**Image region outline items**
------------------------------------------------------------

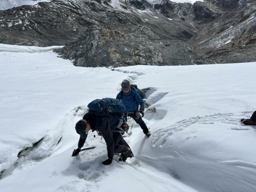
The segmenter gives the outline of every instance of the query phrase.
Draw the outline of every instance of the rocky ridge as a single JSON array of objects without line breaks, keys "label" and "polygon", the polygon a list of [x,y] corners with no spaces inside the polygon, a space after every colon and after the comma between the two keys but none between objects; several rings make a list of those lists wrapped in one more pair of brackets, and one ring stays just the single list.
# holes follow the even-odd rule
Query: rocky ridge
[{"label": "rocky ridge", "polygon": [[[226,54],[220,49],[228,43],[216,47],[219,40],[214,35],[227,29],[218,32],[212,24],[223,16],[227,20],[233,15],[239,18],[236,10],[247,8],[246,4],[239,4],[237,0],[207,0],[193,5],[168,0],[154,3],[146,0],[54,0],[0,11],[0,43],[65,45],[57,51],[82,66],[208,64],[220,62],[216,58],[224,58],[224,62]],[[248,14],[249,18],[254,15],[252,11]],[[219,31],[222,23],[219,23]],[[252,27],[245,34],[251,38],[255,31]],[[232,40],[245,38],[240,33],[240,37]],[[242,57],[244,62],[253,57],[246,60]]]}]

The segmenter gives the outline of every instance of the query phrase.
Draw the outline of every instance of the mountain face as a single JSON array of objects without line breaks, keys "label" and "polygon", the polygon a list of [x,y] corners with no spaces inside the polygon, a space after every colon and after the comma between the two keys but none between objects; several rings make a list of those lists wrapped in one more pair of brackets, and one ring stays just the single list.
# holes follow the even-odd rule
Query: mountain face
[{"label": "mountain face", "polygon": [[54,0],[0,11],[0,43],[65,45],[56,51],[82,66],[229,62],[241,48],[240,60],[252,61],[255,1],[240,3]]},{"label": "mountain face", "polygon": [[218,63],[256,60],[256,1],[227,12],[189,40],[196,52]]},{"label": "mountain face", "polygon": [[24,5],[34,5],[42,1],[50,0],[0,0],[0,10],[5,10]]}]

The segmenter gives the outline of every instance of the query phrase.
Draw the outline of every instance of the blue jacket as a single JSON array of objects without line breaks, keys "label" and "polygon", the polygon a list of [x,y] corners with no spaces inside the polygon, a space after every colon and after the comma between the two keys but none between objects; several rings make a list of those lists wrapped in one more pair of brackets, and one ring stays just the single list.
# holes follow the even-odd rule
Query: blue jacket
[{"label": "blue jacket", "polygon": [[[138,93],[138,91],[133,87],[130,88],[131,91],[128,95],[125,95],[124,92],[122,94],[123,91],[121,91],[116,96],[116,98],[122,101],[128,112],[138,110],[139,104],[140,106],[140,108],[144,110],[145,108],[145,104]],[[122,95],[122,98],[121,98]]]}]

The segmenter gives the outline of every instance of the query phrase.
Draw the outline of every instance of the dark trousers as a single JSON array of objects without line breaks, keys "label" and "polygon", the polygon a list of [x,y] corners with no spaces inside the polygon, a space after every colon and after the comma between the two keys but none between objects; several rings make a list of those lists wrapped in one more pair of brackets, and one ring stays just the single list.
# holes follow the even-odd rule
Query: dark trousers
[{"label": "dark trousers", "polygon": [[120,133],[117,132],[113,133],[113,138],[114,139],[114,153],[122,153],[127,150],[127,147],[130,148]]},{"label": "dark trousers", "polygon": [[[137,112],[137,113],[138,113],[137,115],[136,114],[136,113],[135,112],[133,114],[129,114],[128,116],[134,119],[134,121],[135,121],[137,123],[140,125],[140,128],[143,130],[143,132],[144,133],[144,134],[146,134],[149,132],[148,129],[148,128],[147,126],[146,125],[146,124],[145,123],[145,122],[144,122],[144,121],[142,120],[142,118],[140,116],[140,114],[138,113],[138,112]],[[138,117],[138,119],[136,119],[136,117],[137,117],[137,118]]]}]

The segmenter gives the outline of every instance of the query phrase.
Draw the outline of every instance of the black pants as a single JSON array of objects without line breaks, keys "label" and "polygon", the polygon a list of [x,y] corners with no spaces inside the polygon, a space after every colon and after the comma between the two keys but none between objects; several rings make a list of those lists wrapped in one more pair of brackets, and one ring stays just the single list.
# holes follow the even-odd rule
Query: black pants
[{"label": "black pants", "polygon": [[124,140],[120,133],[114,132],[113,133],[114,139],[114,153],[121,153],[127,150],[127,147],[130,148],[126,141]]},{"label": "black pants", "polygon": [[[138,113],[138,112],[137,112]],[[137,123],[140,125],[140,128],[143,130],[143,132],[144,133],[144,134],[146,134],[148,132],[148,128],[147,126],[146,125],[146,124],[145,123],[145,122],[144,122],[144,121],[142,120],[142,118],[141,116],[140,116],[140,114],[139,113],[138,113],[138,115],[136,115],[136,112],[134,112],[133,114],[129,114],[128,116],[134,119],[134,121],[135,121]],[[137,118],[138,117],[138,119],[136,119],[136,117],[137,117]]]}]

------------------------------------------------------------

**Short exercise**
Rewrite the items from their start through the line holding "Query: rocky ridge", inclusive, with "segmenter" changed to "annotator" and nothing else altered. Leave the pictures out of your answer.

**Answer to this task**
The annotator gives the outline of every instance of the query phrase.
Draw the outline of every instance of the rocky ridge as a single JSON array of objects without line breaks, keys "label" and "polygon", the polygon a list of [x,y] corners with no spaces inside the polygon, a space after every colon and after the comma between the two keys but none between objects; several rings make a list of those lists wrapped in one more pair of brackets, and one ring stays just the single list.
# holes follow the even-odd rule
Query: rocky ridge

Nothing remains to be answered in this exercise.